Petunjuk Tugas ::
a: Jawablah pertanyaan berikut berdasarkan artikel tentang tuntutan jaksa terhadap pejabat Bakamla.
(i) Berapa lama hukuman penjara yang dituntut jaksa?
(ii) Berapa total uang yang menurut jaksa diterima Eko dalam rupiah?
(iii) Apa jabatan Fahmi Darmawansyah di PT Merial Esa?
b: Tulislah bagian berikutnya dari artikel tentang tuntutan jaksa terhadap pejabat Bakamla, dimulai setelah kalimat terakhirnya.

Artikel ::
►
Jakarta (ANTARA News) - Jaksa menuntut majelis hakim menjatuhkan hukuman
lima tahun penjara ditambah denda Rp250 juta subsider tiga bulan
kurungan kepada Deputi Informasi, Hukum dan Kerja Sama Badan Keamanan
Laut (Bakamla) Eko Susilo Hadi karena menerima uang dari pengusaha Fahmi
Darmawansyah.
Menurut jaksa, Eko menerima 88.500 dolar AS (Rp1,2
miliar), 10 ribu euro (Rp141,3 juta), dan 100.000 dolar Singapura
(Rp980 juta) atau total Rp2,3 miliar dari Fahmi, Direktur PT Merial Esa
sekaligus pemilik PT Melati Technofo Indonesia.
◄
Data Mentah ::
►
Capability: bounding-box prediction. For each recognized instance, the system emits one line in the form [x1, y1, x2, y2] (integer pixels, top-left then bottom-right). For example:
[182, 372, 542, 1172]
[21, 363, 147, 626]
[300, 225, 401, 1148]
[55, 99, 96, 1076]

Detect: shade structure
◄
Hasil Latihan ::
a:
(i) Lima tahun penjara.
(ii) Rp2,3 miliar.
(iii) Direktur.

b:
"Agar majelis
hakim pengadilan tindak pidana korupsi pada Pengadilan Negeri Jakarta
Pusat memutuskan terdakwa Eko Susilo Hadi telah terbukti secara sah dan
meyakinkan menurut hukum bersalah secara bersama-sama melakukan tindak
pidana korupsi sebagaimana dakwaan primer," kata Ketua Jaksa Penuntut
Umum KPK Kresno Anto Wibowo di Pengadilan Tindak Pidana Korupsi Jakarta,
Senin.
Eko dinilai terbukti melakukan pidana berdasarkan pasal 12 huruf B UU
No 31 tahun 1999 sebagaimana diubah dengan UU No 20 tahun 2001 tentang
Pemberantasan Tindak Pidana Korupsi jo pasal 55 ayat 1 ke-1 KUHP jo
Pasal 64 ayat 1 KUHP.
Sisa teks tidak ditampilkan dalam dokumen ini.